What the exercise asks -
Report back every line in the data that includes the string "cutting".

Data provided -

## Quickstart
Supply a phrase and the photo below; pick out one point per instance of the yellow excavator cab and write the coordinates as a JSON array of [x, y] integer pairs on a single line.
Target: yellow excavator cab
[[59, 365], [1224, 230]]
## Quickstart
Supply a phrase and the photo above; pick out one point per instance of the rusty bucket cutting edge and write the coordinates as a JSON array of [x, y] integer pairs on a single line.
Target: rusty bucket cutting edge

Task result -
Supply a phrase and the photo above; pick out one point per instance of the rusty bucket cutting edge and write the coordinates as a JSON array of [x, y] integer pairs on a single line.
Target: rusty bucket cutting edge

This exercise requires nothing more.